---- Material for the task

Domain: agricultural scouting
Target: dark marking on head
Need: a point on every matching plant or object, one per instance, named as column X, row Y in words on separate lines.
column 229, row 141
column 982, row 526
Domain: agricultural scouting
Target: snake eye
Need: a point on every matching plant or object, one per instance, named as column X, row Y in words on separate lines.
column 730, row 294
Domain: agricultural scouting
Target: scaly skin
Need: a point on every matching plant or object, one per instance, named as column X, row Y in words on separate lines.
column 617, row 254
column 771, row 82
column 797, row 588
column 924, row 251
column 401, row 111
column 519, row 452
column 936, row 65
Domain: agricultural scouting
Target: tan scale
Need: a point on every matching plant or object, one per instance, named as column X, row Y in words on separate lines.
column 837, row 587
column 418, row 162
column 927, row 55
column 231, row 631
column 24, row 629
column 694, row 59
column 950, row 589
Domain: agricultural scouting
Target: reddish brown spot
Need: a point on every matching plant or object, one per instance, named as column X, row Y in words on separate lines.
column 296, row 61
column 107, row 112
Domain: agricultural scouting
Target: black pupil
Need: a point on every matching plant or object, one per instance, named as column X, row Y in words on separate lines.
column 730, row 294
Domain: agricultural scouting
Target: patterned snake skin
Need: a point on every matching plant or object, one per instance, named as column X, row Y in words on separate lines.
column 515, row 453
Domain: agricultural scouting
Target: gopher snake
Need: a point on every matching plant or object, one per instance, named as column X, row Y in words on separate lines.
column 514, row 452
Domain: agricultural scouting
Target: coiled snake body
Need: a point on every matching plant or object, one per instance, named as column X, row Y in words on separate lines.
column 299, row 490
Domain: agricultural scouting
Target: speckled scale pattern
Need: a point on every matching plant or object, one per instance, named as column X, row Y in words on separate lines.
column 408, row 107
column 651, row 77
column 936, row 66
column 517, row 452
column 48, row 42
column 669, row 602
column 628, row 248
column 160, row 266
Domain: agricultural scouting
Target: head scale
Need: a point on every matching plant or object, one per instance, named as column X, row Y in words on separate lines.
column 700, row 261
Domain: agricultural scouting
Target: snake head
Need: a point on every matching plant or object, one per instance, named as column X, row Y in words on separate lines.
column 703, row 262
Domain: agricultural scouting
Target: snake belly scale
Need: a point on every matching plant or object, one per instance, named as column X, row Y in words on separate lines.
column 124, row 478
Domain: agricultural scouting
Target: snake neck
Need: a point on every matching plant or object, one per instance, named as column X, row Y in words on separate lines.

--------

§ Try it
In which lines of the records does the word "scale" appear? Copy each of them.

§ Final answer
Target: tan scale
Target: speckled scale pattern
Target: head scale
Target: snake belly scale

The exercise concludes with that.